___ Passage given

Development Guidelines

These are the development/coding guidelines for eZ Publish 5.x kernel, they are the same if you intend to write Bundles, hack on eZ Publish itself or create new functionality for or on top of eZ Publish.

Like most development guidelines these aims to improve security, maintainability, performance and readability of our software. They follow industry standards but sometimes extend them to cater specifically to our needs for eZ Publish ecosystem. The next sections will cover all relevant technologies from a high level point of view.

HTTP

eZ Publish is a web software that is reached via HTTP in most cases, out of the box in eZ Publish 5.x kernel this is specifically: web (usually HTML) or REST.

We aim to follow the latest stable HTTP specification, and industry best practice:

Expose our data in a RESTful way
- GET, HEAD, OPTIONS & TRACE methods are safe (otherwise known as nullipotent), as in: should never cause changes to resources (note: things like writing a line in a log file are not considered resource changes)
- PUT & DELETE methods are idempotent, as in multiple identical requests should all have the same result as a single request
- GET & HEAD methods should be cacheable both on client side, server-side and proxies between, as further defined in the HTTP specification
- As PUT is for replacing a resource, we should use PATCH in cases where only partial replacement is intended
Authenticated traffic
- Should use HTTPS
Session based traffic
- Should follow recommendations for Authenticated traffic
- Should use a per user session CSRF token on all requests using un-safe HTTP methods (POST, PUT, DELETE, PATCH, ...)

______

Problems:
• A. List every HTTP method that the development guidelines call safe.
• B. Decide whether each statement agrees with the development guidelines, answering yes or no and quoting the deciding words: (i) PUT and DELETE are described as idempotent; (ii) writing a line in a log file counts as a resource change; (iii) PATCH should be used when a resource is replaced in full.
The material after this point has no role in the exercise.

___ Supplied information

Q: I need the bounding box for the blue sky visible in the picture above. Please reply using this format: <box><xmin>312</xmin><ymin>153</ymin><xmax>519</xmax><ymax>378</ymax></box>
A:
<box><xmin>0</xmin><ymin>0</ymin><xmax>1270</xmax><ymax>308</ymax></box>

______

Responses in order:
• A. GET, HEAD, OPTIONS, TRACE

• B.
(i) Yes: "PUT & DELETE methods are idempotent"
(ii) No: "things like writing a line in a log file are not considered resource changes"
(iii) No: "we should use PATCH in cases where only partial replacement is intended"